* Aim:
Reproduce the items from the line containing "[point] every instance of the white cloud" through the end of the items, requests included, and offset every coordinate in the answers by +5. Return only those lines.

## Begin Recorded information

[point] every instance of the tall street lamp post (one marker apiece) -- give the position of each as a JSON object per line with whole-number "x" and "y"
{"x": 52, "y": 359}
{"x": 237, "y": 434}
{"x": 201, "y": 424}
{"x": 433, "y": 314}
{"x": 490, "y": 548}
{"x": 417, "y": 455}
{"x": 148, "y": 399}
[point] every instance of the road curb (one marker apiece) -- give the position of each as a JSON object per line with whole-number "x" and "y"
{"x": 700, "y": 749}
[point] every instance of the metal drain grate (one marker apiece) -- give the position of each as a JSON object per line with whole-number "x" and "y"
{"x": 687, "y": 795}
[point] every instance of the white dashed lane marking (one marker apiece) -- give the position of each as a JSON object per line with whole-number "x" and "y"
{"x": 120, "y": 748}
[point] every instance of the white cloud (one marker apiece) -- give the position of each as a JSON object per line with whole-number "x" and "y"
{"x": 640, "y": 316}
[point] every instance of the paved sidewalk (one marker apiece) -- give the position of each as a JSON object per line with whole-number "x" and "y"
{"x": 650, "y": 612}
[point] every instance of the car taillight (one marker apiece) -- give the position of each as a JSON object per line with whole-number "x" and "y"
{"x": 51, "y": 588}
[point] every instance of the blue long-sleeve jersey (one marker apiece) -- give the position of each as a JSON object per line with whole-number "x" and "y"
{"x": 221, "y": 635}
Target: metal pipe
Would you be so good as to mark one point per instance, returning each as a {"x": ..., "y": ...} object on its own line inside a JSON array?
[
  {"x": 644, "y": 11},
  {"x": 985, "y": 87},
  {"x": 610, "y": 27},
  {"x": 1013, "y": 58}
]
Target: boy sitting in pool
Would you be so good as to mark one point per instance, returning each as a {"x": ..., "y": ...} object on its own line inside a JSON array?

## End Recorded information

* Output for this task:
[point] every instance of the white cloud (one marker apiece) -- give the position of each as a JSON object per line with whole-number "x" and "y"
{"x": 645, "y": 321}
[point] every instance of the paved sidewalk (one marker apiece) -- give the position of each as a JSON object per line with whole-number "x" and "y"
{"x": 655, "y": 617}
[point] every instance of the car taillight (one marker apiece) -- give the position of each as a JSON object per line with whole-number "x" and "y"
{"x": 56, "y": 593}
[point] every instance of the blue long-sleeve jersey (one marker apiece) -- give the position of each as a JSON object per line with whole-number "x" and "y"
{"x": 226, "y": 640}
Target: metal pipe
Would you be so good as to mark one point per instance, returning each as a {"x": ..., "y": ...} object on its own line inside a JSON array?
[
  {"x": 649, "y": 16},
  {"x": 990, "y": 92},
  {"x": 615, "y": 32},
  {"x": 1018, "y": 63}
]
Target: boy sitting in pool
Would you be so good as to mark one point per instance, returning each as a {"x": ..., "y": ...} object on its own line inside a JSON array?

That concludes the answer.